EXERCISE PROMPT -> Locate each line in the saved entries below that contains the word "slope", and copy those lines.

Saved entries
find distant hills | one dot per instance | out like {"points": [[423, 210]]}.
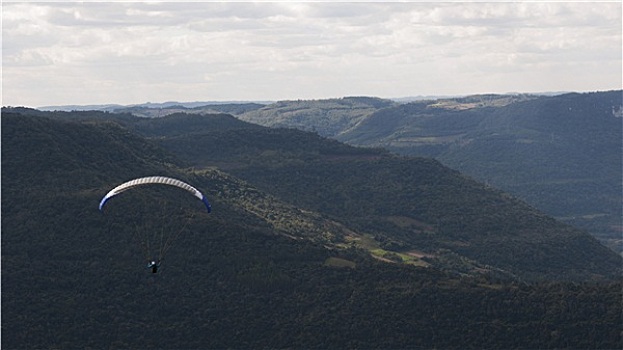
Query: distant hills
{"points": [[561, 154], [312, 243]]}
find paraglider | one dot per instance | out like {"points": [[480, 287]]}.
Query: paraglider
{"points": [[155, 180], [153, 238]]}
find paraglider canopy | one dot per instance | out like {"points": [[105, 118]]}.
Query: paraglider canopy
{"points": [[155, 180], [155, 221]]}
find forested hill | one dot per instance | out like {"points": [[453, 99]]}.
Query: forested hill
{"points": [[561, 154], [410, 210], [277, 267]]}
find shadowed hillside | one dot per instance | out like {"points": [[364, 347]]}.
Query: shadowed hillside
{"points": [[254, 273]]}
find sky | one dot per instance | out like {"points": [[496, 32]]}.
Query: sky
{"points": [[84, 53]]}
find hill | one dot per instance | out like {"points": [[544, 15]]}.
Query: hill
{"points": [[560, 154], [254, 273]]}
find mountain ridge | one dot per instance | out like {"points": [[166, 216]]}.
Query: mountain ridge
{"points": [[72, 278]]}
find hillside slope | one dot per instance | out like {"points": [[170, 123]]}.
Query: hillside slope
{"points": [[410, 206], [72, 278], [561, 154]]}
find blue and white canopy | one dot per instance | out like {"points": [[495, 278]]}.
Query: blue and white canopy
{"points": [[155, 180]]}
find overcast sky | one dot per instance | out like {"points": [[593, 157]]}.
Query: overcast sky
{"points": [[129, 53]]}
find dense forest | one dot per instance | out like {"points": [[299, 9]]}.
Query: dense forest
{"points": [[561, 154], [307, 246]]}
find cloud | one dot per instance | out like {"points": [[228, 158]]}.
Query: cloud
{"points": [[133, 52]]}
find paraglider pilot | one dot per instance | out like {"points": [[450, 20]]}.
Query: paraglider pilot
{"points": [[154, 265]]}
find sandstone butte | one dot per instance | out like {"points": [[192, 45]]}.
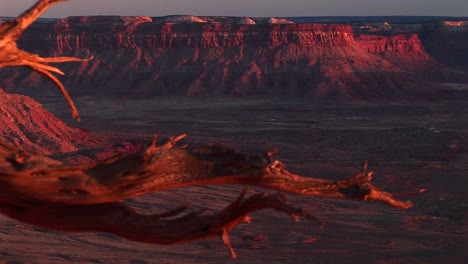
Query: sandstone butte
{"points": [[141, 56]]}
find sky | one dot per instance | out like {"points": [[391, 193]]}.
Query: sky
{"points": [[253, 8]]}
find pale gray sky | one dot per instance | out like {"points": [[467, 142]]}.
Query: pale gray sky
{"points": [[245, 7]]}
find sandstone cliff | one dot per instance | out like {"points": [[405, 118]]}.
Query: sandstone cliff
{"points": [[136, 56], [26, 123]]}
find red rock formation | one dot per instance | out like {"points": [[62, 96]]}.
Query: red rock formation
{"points": [[24, 122], [134, 56]]}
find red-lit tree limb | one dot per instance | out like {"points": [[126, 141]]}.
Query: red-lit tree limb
{"points": [[45, 192]]}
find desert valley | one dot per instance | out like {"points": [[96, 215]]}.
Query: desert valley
{"points": [[328, 92]]}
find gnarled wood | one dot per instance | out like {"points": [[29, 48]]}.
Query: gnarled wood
{"points": [[11, 55], [45, 192]]}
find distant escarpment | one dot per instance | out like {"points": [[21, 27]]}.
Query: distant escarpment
{"points": [[143, 56]]}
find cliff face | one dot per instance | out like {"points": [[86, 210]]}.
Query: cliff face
{"points": [[447, 41], [134, 56], [24, 122]]}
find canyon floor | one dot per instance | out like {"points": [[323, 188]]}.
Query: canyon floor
{"points": [[418, 149]]}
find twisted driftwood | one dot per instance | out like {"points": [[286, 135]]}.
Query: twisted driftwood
{"points": [[44, 192]]}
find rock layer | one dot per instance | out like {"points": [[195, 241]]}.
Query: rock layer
{"points": [[135, 56]]}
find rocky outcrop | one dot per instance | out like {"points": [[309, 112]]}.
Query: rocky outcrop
{"points": [[139, 56], [447, 41], [28, 125]]}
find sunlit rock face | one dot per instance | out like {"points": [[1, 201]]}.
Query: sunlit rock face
{"points": [[29, 126], [189, 55]]}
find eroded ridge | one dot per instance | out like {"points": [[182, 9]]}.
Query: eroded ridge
{"points": [[11, 55]]}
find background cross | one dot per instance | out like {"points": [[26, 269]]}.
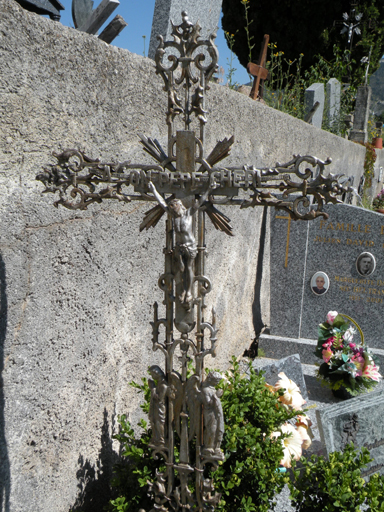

ANSWER ->
find hillside slope | one dot per instance | out like {"points": [[170, 123]]}.
Query: hillside slope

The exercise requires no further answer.